Text provided:
-- begin --
On Jan 15, 7:19 pm, Niklas Hambüchen <[email protected]> wrote:
> All your problems are just the result of the fact that Turbogears
> documentation sucks.

With a bit of experience in organization I'm always cautious to push
the blame to one aspect alone.
One crucial question might be:
Do TG developers really want the framework to become _popular_ (not
only efficient, powerful or elegant)?

> I guess that TG's documentation is bad because TG is just an
> accumulation of projects with some sugar on top, not a full-blown
> from-scratch project that needs a completely new documentation

It might not need a "completely new" documentation. What's happening
now (in the albeit few pages I focused on) is that the docs _repeat_
other docs and themselves (thus somehow violating the DRY claim) and
produce some chaos along the way. It might often be better to delete a
paragraph and point to another site/page instead.

> So I'd propose that if you get your TG up running (it might be worth the
> effort), write a new straightforward documentation page on how you did
> it, see if it reproducible and covers the cases the other docs did, and
> then delete the non-working ones.
-- end --
Data lines:
-- begin --
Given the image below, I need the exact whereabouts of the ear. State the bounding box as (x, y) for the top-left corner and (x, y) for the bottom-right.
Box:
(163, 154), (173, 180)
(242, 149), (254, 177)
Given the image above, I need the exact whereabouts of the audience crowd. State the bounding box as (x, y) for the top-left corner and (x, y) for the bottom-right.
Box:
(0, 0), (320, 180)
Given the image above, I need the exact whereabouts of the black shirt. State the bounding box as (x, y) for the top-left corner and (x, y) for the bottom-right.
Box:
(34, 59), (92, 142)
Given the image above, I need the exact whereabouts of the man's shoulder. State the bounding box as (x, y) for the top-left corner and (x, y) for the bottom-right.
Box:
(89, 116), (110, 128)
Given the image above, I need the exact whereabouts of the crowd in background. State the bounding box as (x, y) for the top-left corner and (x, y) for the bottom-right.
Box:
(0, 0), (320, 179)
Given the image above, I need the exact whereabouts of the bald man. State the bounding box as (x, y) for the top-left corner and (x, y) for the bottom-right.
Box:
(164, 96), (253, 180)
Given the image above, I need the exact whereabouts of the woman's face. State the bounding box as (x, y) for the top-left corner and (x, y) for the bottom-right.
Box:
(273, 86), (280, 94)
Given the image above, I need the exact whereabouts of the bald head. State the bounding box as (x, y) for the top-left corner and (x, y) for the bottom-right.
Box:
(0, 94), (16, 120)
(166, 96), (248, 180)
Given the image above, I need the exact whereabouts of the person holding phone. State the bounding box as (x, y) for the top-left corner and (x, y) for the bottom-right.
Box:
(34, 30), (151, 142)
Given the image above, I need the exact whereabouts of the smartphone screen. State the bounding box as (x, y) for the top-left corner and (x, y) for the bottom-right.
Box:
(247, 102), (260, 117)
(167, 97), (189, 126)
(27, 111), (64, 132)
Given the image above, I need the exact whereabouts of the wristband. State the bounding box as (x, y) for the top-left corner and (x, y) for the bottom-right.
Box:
-- end --
Stated task 1: Can you set down the mailing-list post word for word from "One crucial question" up to and including "another site/page instead."?
Stated task 2: How would you sum up the mailing-list post in two sentences?

Reply 1:
One crucial question might be:
Do TG developers really want the framework to become _popular_ (not
only efficient, powerful or elegant)?

> I guess that TG's documentation is bad because TG is just an
> accumulation of projects with some sugar on top, not a full-blown
> from-scratch project that needs a completely new documentation

It might not need a "completely new" documentation. What's happening
now (in the albeit few pages I focused on) is that the docs _repeat_
other docs and themselves (thus somehow violating the DRY claim) and
produce some chaos along the way. It might often be better to delete a
paragraph and point to another site/page instead.

Reply 2: Responding to Niklas Hambüchen's claim that all the problems come from poor TurboGears documentation, the writer is cautious about blaming one aspect alone and asks whether TG developers really want the framework to become popular. The writer says the documentation may not need to be completely new, but it currently repeats other docs and itself and creates some chaos, so deleting a paragraph and pointing to another page might often be better.